YOUR GOAL → Please copy out the stretch of the listing from the line containing "Target: van" through the end of the listing, swapping "instance" for "item" and leaving everything else unchanged.

DATA ENTRIES →
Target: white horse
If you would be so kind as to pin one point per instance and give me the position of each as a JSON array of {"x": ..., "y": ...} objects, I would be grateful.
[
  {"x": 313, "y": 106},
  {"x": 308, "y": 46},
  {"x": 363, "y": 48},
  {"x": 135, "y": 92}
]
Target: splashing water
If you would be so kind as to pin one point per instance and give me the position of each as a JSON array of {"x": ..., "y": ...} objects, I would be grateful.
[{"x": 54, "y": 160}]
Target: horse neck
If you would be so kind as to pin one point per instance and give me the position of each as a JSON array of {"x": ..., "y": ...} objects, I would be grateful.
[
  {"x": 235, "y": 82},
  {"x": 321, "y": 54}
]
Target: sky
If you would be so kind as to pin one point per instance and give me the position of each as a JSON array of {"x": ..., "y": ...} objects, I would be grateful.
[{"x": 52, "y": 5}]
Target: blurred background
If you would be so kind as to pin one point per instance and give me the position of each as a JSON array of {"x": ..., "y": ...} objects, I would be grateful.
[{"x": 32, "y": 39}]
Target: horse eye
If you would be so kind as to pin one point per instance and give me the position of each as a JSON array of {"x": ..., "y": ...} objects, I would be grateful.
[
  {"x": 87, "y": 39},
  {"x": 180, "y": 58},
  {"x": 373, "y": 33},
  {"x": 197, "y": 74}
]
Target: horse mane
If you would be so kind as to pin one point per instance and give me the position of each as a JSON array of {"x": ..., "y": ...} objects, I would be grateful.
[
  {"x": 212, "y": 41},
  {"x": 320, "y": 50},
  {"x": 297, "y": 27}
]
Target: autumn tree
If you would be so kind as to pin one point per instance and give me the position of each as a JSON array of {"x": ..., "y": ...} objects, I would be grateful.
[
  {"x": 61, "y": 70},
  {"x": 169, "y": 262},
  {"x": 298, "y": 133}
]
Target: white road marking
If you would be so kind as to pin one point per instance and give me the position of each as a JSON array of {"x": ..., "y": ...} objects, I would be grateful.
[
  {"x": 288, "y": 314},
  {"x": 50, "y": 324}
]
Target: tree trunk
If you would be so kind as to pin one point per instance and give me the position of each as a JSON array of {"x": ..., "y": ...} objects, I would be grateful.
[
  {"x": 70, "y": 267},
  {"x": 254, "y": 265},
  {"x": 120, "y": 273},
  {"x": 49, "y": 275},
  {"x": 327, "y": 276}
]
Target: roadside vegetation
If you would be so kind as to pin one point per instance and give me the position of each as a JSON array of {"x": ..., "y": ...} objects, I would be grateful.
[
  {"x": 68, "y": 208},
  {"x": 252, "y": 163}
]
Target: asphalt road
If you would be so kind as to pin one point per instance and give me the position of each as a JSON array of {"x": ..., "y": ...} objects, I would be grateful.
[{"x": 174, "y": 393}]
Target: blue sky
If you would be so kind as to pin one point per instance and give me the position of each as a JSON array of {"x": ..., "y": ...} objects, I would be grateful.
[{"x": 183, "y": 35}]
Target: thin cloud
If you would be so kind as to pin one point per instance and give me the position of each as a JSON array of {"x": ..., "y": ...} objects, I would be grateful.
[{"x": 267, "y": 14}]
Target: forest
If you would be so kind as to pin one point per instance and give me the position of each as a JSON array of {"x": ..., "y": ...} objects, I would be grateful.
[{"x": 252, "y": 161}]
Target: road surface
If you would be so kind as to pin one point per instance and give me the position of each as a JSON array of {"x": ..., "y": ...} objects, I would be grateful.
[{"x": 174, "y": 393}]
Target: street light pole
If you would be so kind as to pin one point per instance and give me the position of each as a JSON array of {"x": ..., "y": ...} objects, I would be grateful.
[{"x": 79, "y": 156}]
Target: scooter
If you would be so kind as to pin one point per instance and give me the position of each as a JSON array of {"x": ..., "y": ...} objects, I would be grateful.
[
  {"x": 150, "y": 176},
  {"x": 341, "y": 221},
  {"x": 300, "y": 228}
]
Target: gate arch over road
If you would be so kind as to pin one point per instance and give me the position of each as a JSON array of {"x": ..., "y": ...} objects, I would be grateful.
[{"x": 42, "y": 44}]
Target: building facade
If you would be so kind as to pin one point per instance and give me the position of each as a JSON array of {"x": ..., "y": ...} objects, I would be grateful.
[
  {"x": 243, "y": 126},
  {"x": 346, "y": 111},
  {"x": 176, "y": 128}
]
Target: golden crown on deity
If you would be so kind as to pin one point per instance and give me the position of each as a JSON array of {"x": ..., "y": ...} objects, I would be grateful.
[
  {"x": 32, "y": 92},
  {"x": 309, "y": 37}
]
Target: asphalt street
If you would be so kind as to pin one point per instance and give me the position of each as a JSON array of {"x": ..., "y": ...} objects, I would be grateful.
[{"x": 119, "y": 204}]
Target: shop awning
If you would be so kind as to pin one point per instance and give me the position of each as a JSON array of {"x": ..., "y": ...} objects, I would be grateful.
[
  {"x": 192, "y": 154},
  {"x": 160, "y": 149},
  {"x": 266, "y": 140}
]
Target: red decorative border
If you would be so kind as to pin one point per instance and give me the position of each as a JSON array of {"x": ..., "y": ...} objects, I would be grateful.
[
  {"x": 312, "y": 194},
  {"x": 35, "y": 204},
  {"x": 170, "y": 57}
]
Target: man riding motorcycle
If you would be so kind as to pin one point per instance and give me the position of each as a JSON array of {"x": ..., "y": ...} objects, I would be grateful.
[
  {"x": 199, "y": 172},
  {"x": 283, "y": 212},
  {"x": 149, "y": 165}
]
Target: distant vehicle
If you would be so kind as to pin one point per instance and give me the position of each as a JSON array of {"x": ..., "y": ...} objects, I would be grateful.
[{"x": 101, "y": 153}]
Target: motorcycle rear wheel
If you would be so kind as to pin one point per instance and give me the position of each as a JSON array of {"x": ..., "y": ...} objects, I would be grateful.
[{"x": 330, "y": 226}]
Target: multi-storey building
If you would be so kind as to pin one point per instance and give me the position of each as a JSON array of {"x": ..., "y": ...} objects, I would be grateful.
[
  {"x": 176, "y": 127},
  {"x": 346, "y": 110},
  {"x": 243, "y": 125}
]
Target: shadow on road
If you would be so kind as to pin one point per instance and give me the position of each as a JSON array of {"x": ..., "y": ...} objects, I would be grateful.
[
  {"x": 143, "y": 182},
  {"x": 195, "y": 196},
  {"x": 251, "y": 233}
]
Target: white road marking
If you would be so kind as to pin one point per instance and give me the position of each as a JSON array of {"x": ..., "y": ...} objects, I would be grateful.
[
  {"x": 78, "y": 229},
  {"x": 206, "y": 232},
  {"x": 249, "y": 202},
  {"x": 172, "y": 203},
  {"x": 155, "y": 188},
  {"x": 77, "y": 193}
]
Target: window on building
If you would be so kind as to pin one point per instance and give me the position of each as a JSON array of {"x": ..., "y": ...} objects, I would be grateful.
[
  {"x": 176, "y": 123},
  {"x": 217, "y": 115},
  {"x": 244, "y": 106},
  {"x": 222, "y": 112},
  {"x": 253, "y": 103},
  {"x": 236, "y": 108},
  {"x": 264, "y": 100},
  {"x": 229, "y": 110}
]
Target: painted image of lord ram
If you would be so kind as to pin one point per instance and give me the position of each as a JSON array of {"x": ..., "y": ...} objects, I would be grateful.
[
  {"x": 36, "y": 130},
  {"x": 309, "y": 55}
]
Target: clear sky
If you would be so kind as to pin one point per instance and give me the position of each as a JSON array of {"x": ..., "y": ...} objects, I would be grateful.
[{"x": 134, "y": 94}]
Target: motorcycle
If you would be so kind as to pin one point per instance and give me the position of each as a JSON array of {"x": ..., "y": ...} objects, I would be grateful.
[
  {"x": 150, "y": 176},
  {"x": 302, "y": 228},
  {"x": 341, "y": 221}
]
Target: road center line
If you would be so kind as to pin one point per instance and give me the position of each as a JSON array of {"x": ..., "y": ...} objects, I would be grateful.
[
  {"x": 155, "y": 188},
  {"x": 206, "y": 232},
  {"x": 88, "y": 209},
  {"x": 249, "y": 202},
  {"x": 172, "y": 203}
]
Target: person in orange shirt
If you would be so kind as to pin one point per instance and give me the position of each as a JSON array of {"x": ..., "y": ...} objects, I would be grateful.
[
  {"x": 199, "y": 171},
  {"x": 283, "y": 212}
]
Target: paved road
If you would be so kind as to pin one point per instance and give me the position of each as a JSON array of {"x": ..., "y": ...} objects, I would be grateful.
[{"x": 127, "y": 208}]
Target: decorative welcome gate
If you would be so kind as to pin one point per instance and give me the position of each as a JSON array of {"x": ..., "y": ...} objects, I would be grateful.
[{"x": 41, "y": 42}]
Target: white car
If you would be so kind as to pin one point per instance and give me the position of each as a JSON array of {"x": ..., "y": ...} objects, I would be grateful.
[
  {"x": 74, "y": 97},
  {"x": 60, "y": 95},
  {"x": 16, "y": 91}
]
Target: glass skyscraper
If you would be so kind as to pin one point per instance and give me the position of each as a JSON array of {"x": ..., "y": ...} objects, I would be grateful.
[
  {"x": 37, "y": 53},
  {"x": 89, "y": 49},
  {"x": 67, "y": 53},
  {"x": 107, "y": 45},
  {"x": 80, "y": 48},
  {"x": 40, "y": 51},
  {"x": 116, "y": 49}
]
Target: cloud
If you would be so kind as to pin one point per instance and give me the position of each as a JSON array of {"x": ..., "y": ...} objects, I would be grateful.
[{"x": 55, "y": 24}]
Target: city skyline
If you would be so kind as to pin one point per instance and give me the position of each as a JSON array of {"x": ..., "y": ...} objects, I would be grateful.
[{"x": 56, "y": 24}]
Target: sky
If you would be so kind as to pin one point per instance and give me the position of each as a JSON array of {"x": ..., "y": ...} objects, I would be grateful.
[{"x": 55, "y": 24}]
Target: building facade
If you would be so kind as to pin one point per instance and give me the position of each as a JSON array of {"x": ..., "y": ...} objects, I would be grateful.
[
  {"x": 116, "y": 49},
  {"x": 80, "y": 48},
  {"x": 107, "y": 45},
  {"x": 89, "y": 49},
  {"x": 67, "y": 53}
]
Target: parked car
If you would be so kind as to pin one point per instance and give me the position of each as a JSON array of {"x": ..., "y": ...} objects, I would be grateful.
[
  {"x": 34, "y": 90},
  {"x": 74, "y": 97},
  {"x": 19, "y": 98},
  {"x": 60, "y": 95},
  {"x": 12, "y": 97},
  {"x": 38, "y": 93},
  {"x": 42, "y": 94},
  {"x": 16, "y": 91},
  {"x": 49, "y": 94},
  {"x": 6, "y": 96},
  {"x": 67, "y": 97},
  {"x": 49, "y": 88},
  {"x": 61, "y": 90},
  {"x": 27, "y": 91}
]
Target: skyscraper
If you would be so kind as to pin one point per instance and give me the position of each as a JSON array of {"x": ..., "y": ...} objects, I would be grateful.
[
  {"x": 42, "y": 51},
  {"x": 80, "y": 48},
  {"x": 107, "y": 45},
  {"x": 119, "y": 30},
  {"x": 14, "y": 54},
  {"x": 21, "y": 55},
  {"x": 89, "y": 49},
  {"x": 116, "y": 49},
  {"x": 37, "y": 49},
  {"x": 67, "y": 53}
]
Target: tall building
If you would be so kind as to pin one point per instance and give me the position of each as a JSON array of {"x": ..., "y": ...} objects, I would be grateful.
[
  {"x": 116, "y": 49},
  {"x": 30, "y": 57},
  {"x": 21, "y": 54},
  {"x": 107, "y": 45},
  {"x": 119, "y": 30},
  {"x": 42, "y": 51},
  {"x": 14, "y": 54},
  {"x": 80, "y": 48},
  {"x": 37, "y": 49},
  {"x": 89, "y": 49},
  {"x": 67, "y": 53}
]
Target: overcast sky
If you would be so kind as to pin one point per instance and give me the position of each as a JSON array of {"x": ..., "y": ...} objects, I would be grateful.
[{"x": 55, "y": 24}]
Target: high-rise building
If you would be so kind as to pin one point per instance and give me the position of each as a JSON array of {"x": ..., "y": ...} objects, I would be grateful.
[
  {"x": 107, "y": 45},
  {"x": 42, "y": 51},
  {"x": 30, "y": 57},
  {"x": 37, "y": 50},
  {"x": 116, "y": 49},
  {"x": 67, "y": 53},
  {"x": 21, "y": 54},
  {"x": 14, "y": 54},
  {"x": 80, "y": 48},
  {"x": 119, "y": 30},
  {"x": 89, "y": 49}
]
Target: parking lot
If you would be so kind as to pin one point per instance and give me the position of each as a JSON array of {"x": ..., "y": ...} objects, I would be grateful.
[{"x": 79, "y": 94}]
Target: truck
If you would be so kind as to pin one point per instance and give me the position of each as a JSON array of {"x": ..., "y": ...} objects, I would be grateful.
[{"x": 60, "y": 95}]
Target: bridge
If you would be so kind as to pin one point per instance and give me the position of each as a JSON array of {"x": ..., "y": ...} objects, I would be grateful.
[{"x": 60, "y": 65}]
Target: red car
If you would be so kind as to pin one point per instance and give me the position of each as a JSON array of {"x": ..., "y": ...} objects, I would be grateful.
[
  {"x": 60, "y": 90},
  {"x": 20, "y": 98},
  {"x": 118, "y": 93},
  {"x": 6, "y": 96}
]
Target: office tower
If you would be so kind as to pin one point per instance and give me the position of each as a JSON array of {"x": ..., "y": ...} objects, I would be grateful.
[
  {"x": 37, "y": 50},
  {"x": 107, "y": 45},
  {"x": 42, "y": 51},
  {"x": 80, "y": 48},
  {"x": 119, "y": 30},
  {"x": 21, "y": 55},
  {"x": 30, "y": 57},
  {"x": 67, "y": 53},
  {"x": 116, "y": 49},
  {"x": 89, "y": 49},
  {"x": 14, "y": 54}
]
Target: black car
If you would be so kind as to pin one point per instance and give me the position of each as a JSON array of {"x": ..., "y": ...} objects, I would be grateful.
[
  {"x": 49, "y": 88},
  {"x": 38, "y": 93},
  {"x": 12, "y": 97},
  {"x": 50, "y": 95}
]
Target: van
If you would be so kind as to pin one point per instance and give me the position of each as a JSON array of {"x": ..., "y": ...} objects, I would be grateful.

SOLUTION TO THE PROBLEM →
Target: van
If you would be so kind as to pin one point per item and give me the position of each as a JSON array of {"x": ..., "y": ...} objects, I would be grateful.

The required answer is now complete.